Entries from a point annotation set:

----------------

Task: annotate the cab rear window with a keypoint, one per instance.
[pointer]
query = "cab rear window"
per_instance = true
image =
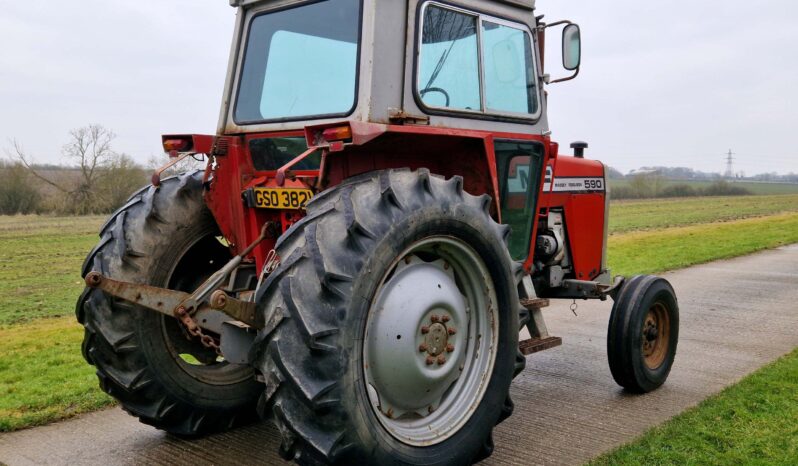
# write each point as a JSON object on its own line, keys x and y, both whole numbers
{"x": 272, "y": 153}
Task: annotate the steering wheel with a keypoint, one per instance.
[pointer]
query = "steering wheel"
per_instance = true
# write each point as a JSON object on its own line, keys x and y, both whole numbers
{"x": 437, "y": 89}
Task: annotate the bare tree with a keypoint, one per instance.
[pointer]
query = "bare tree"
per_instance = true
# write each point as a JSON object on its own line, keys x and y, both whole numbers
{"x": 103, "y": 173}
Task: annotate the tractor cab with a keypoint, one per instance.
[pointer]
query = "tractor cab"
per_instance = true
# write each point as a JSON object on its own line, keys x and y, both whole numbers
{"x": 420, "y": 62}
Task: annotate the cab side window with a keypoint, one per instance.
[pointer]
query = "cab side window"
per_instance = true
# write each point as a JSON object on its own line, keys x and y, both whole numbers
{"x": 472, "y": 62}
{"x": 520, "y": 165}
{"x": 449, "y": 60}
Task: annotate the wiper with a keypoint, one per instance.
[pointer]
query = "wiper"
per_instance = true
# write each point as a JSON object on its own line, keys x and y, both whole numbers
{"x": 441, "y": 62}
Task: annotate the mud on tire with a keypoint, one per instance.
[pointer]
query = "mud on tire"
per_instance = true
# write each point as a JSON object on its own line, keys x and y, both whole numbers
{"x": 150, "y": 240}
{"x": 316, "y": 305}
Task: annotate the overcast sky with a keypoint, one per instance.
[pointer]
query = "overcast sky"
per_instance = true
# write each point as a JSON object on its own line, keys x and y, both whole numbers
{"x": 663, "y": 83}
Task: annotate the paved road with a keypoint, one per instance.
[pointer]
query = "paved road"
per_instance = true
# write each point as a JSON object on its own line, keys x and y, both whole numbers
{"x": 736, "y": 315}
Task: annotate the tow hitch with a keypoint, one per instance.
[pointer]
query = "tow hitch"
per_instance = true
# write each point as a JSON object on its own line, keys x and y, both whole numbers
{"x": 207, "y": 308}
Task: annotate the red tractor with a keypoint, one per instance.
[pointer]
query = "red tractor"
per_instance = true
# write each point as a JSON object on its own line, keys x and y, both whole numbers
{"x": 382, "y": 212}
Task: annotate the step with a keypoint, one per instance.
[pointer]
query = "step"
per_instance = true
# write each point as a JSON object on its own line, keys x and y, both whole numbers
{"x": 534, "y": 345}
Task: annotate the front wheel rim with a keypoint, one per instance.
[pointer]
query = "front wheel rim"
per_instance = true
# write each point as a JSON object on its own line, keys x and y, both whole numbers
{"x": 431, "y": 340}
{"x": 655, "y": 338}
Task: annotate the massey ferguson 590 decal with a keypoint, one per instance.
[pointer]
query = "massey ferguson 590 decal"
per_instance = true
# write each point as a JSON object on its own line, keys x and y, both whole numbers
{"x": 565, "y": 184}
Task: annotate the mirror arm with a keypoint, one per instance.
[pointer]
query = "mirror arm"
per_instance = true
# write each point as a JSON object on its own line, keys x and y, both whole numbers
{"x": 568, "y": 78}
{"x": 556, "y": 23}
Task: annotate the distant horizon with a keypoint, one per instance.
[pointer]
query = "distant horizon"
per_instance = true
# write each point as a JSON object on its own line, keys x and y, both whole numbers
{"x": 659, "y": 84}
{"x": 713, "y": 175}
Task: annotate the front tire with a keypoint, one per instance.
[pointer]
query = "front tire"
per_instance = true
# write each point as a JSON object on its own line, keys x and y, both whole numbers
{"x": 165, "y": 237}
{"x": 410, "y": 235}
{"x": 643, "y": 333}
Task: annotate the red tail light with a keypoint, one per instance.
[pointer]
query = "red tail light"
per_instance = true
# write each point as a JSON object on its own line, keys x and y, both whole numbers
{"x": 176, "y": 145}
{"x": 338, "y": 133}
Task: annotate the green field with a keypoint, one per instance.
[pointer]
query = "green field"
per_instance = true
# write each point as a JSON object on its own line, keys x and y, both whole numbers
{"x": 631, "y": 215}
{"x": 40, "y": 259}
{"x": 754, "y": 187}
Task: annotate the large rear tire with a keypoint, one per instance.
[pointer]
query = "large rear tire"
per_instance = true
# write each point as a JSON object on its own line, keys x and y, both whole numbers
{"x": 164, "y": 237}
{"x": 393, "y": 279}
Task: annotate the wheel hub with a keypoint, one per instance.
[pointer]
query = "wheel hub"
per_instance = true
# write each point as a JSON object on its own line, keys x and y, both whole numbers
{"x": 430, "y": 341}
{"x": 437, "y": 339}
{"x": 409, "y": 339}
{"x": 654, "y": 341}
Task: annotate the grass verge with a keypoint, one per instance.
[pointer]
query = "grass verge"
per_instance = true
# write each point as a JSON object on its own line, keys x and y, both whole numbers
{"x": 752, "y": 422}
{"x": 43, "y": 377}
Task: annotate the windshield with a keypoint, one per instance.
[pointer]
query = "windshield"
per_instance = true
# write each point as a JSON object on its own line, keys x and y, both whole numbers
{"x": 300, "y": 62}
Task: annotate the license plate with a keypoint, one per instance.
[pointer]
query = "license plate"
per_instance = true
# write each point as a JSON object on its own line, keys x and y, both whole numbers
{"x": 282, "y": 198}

----------------

Copy the entries exactly. Leave out the images.

Task: annotate the cab rear window with a keypoint, one per instance.
[pointer]
query = "cab rear window"
per_instance = true
image =
# write each point as a JSON object on its own line, keys x and y, both whole numbers
{"x": 272, "y": 153}
Task: annotate the steering wheel with a keypoint, one per instance.
[pointer]
query = "steering wheel"
per_instance = true
# write each point as a JSON object on its own line, keys x and y, both whole numbers
{"x": 437, "y": 89}
Task: annotate the bare tree with a keypoint, one per instance.
[pointer]
query = "bare tree"
per_instance = true
# write each point as a JSON object on its own line, keys x and y, both whole numbers
{"x": 103, "y": 173}
Task: annotate the tractor cab with a keypoint, one per instance.
[pointer]
query = "tractor cab"
per_instance = true
# write each point as a JSON object on its own line, keys x and y, both whole numbers
{"x": 420, "y": 62}
Task: annotate the cab side window with a keypoint, one per instance.
[pointer]
query = "cab side window"
per_instance = true
# write each point as a JSON object on its own line, keys x and y, both whole numbers
{"x": 472, "y": 62}
{"x": 520, "y": 165}
{"x": 449, "y": 60}
Task: annotate the wiper with a keypoint, one per instance.
[pointer]
query = "wiper"
per_instance = true
# write each point as a JSON object on its own line, keys x and y, both whole numbers
{"x": 441, "y": 62}
Task: annotate the mud on tire with a keypoint, one per instance.
[pointer]
query = "mud on tire"
per_instance = true
# write each point as a JSON object on its own line, keys x and y, both whole numbers
{"x": 150, "y": 240}
{"x": 316, "y": 305}
Task: annotate the overcast sky with a keypoint, one per instance.
[pointer]
query = "overcast sky"
per_instance = true
# write each point as a JSON object on its own line, keys x and y, both whole numbers
{"x": 663, "y": 83}
Task: annotate the paved road with a keypoint, one per instance.
[pointer]
query = "paved road"
per_instance = true
# write each point as a JSON object on its own line, keys x and y, both whole numbers
{"x": 736, "y": 315}
Task: annotate the tow hitch with a keypoint, one per instance.
[pointer]
query = "tow hitch"
per_instance = true
# write each point as a JSON object on its own line, keys x and y, both whole numbers
{"x": 207, "y": 308}
Task: annotate the red tractor with a keypoint, one per instance.
[pointer]
query = "red tractor"
per_instance = true
# write each point as a JSON object on its own line, keys x and y, both whole numbers
{"x": 382, "y": 212}
Task: annotate the step with a keypoint, one per instance.
[pointer]
query = "step"
per_instance = true
# write each point as a JSON object on its own line, keys x and y, both whole numbers
{"x": 534, "y": 345}
Task: annotate the front wheel rim with a keypoint, one per instance.
[pointer]
query = "front wheel rim"
per_instance = true
# write each point as a JSON object on its own line, keys x and y, both whole numbers
{"x": 431, "y": 340}
{"x": 655, "y": 338}
Task: annotate the massey ferguson 590 decal with a keypoint, one per instance.
[pointer]
query = "massey ferguson 590 decal"
per_instance = true
# write each point as a JSON object on its own line, keys x and y, both whole numbers
{"x": 565, "y": 184}
Task: annotate the mirror arm with a keypoint, one per instance.
[pointer]
query = "mirror arm"
per_instance = true
# write each point as a JSON object on its own line, keys x and y, both whole numbers
{"x": 568, "y": 78}
{"x": 556, "y": 23}
Task: annotate the distant horizon with a keypoint, one per instance.
[pointer]
query = "distant horizon"
per_instance = true
# write each point as a JSON object on its own line, keys x and y, both whole numbers
{"x": 659, "y": 84}
{"x": 713, "y": 175}
Task: annotate the front tire with a keypoint, one per instance.
[pointer]
query = "front tire"
per_instance = true
# write each point as a JSON object on its own line, keys x and y, both whole numbers
{"x": 165, "y": 237}
{"x": 410, "y": 235}
{"x": 643, "y": 333}
Task: annotate the red tail light with a keypoint, one per instance.
[pointer]
query = "red tail light"
per_instance = true
# write each point as a JSON object on its own line, keys x and y, both whole numbers
{"x": 176, "y": 145}
{"x": 338, "y": 133}
Task: annotate the green field with a keypoint, one per instance.
[pointer]
query = "green field"
per_instance = true
# write each point as a JSON object on its own line, keys x and y, both whole numbers
{"x": 631, "y": 215}
{"x": 40, "y": 259}
{"x": 754, "y": 187}
Task: annotate the large rear tire with a keypoint, one per instance.
[pointer]
query = "large rear tire"
per_instance = true
# write each point as a JSON object on its own line, keys x and y, both whole numbers
{"x": 164, "y": 237}
{"x": 393, "y": 279}
Task: annotate the wheel hub with a keypoint, one per instance.
[pointer]
query = "wheel hub"
per_instance = true
# write each point as a JSON object on its own line, keys x and y, both whole numbers
{"x": 430, "y": 341}
{"x": 437, "y": 339}
{"x": 409, "y": 339}
{"x": 654, "y": 341}
Task: annotate the grass verge with a keypoint, one per instance.
[pointer]
query = "grass verge"
per_instance = true
# write each point as a JSON object on its own line, keys x and y, both whole numbers
{"x": 752, "y": 422}
{"x": 43, "y": 377}
Task: annotate the windshield with a keypoint, one per instance.
[pointer]
query = "windshield"
per_instance = true
# write each point as a JSON object on its own line, keys x and y, both whole numbers
{"x": 300, "y": 62}
Task: annotate the license plate with a keypoint, one per instance.
[pointer]
query = "license plate"
per_instance = true
# write each point as a JSON object on its own line, keys x and y, both whole numbers
{"x": 282, "y": 198}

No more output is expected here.